DIRECTIONS: Could you rewrite the items starting with the line with "ref=eyebrow | detect" and going on through the line with "[178, 511, 200, 543]", swapping "street lamp" for "lamp post" and leaving everything else unchanged?

RECORD EXTRACTS:
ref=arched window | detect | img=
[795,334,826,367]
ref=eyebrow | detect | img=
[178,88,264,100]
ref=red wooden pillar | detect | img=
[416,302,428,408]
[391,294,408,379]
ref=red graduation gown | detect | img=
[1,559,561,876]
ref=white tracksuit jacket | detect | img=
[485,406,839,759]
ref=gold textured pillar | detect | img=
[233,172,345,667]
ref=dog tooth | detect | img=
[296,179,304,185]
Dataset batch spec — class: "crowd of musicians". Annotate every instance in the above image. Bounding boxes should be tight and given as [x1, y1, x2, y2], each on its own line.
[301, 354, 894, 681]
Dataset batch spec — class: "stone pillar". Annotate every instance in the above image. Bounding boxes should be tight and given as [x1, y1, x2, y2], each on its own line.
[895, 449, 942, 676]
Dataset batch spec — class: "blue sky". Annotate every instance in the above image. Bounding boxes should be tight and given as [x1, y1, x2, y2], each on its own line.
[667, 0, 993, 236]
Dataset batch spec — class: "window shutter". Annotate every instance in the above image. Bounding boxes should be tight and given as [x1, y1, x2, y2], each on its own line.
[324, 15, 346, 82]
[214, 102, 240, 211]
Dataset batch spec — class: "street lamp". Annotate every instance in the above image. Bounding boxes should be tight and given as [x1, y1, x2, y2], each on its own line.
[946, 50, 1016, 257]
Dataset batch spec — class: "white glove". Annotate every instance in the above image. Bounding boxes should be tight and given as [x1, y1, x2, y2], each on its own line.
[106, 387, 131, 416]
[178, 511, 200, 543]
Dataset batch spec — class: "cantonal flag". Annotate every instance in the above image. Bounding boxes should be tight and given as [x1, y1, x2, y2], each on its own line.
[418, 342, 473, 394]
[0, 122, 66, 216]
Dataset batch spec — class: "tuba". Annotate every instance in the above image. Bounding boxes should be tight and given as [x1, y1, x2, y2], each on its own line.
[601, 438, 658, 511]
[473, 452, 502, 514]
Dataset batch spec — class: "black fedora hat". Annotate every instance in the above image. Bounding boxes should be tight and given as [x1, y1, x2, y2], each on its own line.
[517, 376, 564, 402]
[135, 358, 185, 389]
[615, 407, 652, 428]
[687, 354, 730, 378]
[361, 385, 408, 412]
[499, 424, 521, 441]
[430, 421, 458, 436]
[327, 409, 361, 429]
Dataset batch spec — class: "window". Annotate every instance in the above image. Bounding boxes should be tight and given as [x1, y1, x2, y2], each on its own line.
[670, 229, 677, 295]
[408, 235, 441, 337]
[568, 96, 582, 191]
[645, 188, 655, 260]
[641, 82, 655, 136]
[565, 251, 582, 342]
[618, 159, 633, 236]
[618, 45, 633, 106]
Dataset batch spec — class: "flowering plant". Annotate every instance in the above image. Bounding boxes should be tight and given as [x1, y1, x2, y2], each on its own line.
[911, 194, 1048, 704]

RESULT FOR THIS EXERCISE:
ref=eyebrow | detect | img=
[178,88,264,100]
ref=red wooden pillar | detect | img=
[416,302,428,408]
[391,294,408,379]
ref=red graduation gown | detect | img=
[1,559,561,876]
ref=white tracksuit jacket | detect | img=
[485,406,839,759]
ref=gold textured pillar | detect | img=
[233,172,345,667]
ref=dog tooth | detect | img=
[296,179,304,185]
Dataset batch spec — class: "crowd of musicians". Annotate every instance in the above image. Bounding boxes should be tight and given as [x1, y1, x2, y2], each on its own line.
[301, 354, 894, 681]
Dataset batch spec — class: "stone pillar". Annotate every instance in the above image. Bounding boxes should be tight and given as [x1, y1, x2, y2], each on its own line.
[895, 449, 942, 676]
Dataset batch spec — class: "blue sky". Annotate every instance in the above image. Bounding boxes should be tight and given as [x1, y1, x2, y2], each on its own line.
[667, 0, 993, 236]
Dataset batch spec — class: "window shutter". Annotate every instance in the above image. Bounding boxes should be tight and given as [x1, y1, x2, y2], each on its own line.
[324, 15, 346, 82]
[214, 102, 240, 211]
Dataset batch spec — class: "lamp post". Annotate every instance in the above image. Bounding boxes should be tight and given as [x1, y1, x2, y2], each on its own line.
[946, 50, 1016, 257]
Dataset batch spec — class: "white glove". Annotate every instance in the above image. Bounding boxes should be tight and given as [x1, y1, x2, y2], each on its own line.
[106, 387, 131, 416]
[178, 511, 200, 543]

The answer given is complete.